— Begin Passage to read —

RC Weslowski - I've Been Thinking

I heard him do this one again last night at the CFSW semifinals. I've heard it before: it's still fun. And one of the things I like about it is how different it is. Certain types of poems are such sure-fire crowd-pleasers: political rants, poems about oppression, poems about poetry, and poems praising self-respect and human dignity. They're gonna get cheers, and good scores. You do something this off-the-wall and it's a bit more of a risk. Sure, a good performance of it helps, but there's always that possibility that somene will say, "But, that poem wasn't really about anything," and thus points will be lost. (Which isn't to say that it isn't about anything: it's just not immediately obvious.)

Friday, October 15, 2010

Geek heil!

Fair disclosure: I’m a poet, and I’m a self-proclaimed geek. And even I can appreciate that maybe people don’t necessarily associate the two. Especially not geeks and slam poetry. I mean, the steoetypical geek, if he writes poetry, writes angst-ridden love poems to the barbarian princesses of distant planets, or to Deanna Troi, and then never shows them to anyone, right? Slam? That thing where people get up on stage and strike fire into their audiences with their verbal mastery, captivating performances and emotional intensity? Aren’t nerds supposed to be shy, awkward, retiring folk, only truly comfortable with their computers and 20-sided dice?
    So what are they doing getting up on the mike and pulling roars and cheers and sighs from their audience?
    They’re celebrating.
    The – to use its official title – Steve Sauve Memorial Nerd Showcase, part of the Canadian Festival of Spoken Word, seemed to me to be just that: a celebration. Featuring Nadine Thornhill and Bart Cormier, who put together a beautifully shaped - “adorkable” - joint performance that even included a little soft shoe (at the urging of the audience), the show was hilarious and smart. Rather like nerds themselves.
    What constitutes geek poetry? It turns out that it’s not just that geek poetry is about math or science fiction or Batman. Sure, the geek references flew like laser fire at the Battle of Yavin: it helps to know why it would hurt to step on a Warhammer 40K figure, what “Sayyadina” means, and why it’s funny to say “I’m your differential / touching all your curves.” But there’s also, built into it, a shared experience of having at some point in your life felt like an outsider, like you just didn’t fit into society, and of having found other likeminded people along the way, because face it, there was a room full of other likeminded people there. All nerds and geeks have felt like that at some point – but then, hasn’t everyone?

— End Passage to read —
— Begin Supplied data —

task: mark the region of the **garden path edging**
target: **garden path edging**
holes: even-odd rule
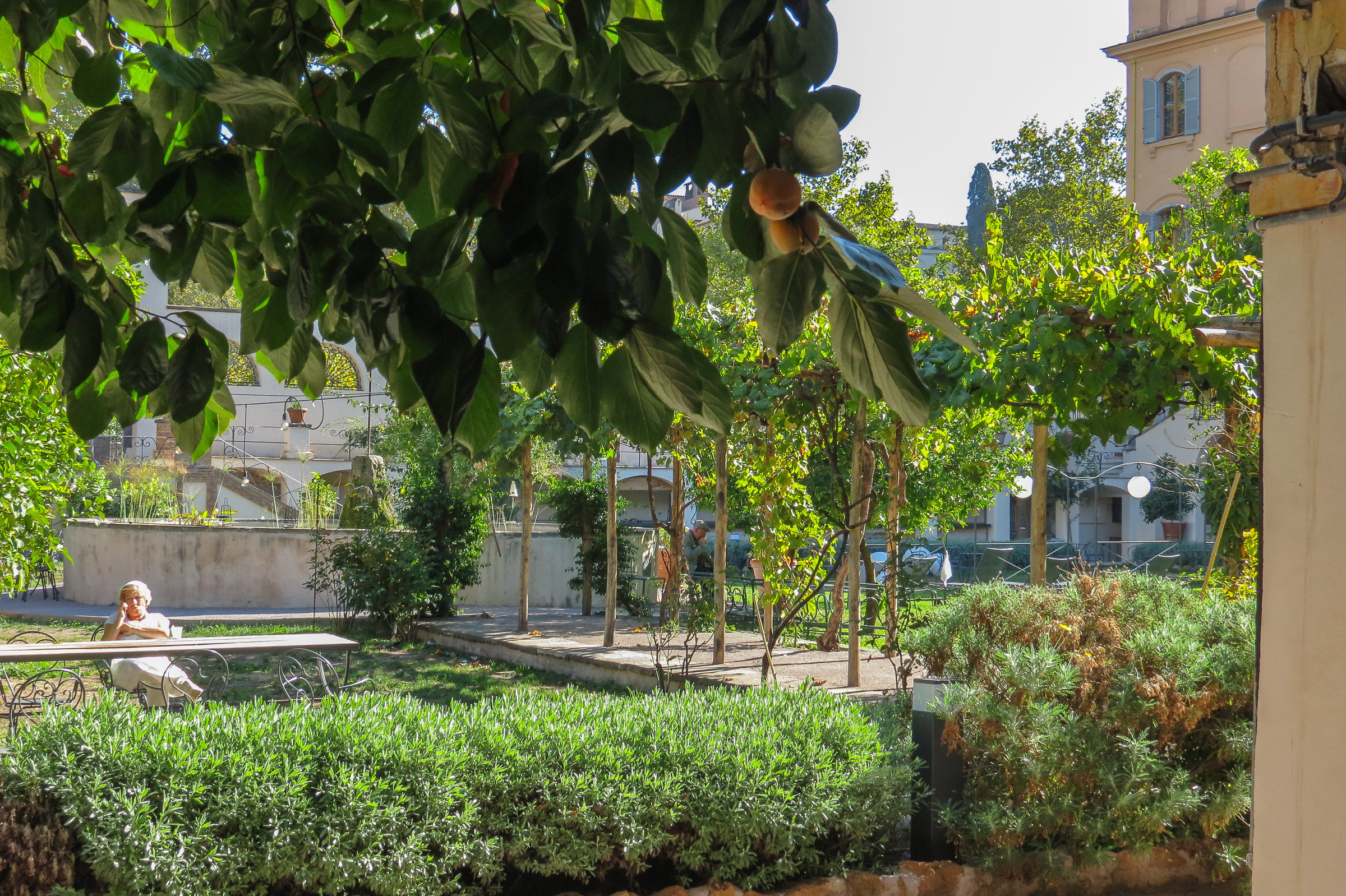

— End Supplied data —

Written task 1: In the geek poetry post, who put together the joint performance at the Steve Sauve Memorial Nerd Showcase?
Written task 2: Retype the geek poetry post from "Friday, October 15, 2010" to "from their audience?".

Complete answer 1: Nadine Thornhill and Bart Cormier

Complete answer 2:
Friday, October 15, 2010

Geek heil!

Fair disclosure: I’m a poet, and I’m a self-proclaimed geek. And even I can appreciate that maybe people don’t necessarily associate the two. Especially not geeks and slam poetry. I mean, the steoetypical geek, if he writes poetry, writes angst-ridden love poems to the barbarian princesses of distant planets, or to Deanna Troi, and then never shows them to anyone, right? Slam? That thing where people get up on stage and strike fire into their audiences with their verbal mastery, captivating performances and emotional intensity? Aren’t nerds supposed to be shy, awkward, retiring folk, only truly comfortable with their computers and 20-sided dice?
    So what are they doing getting up on the mike and pulling roars and cheers and sighs from their audience?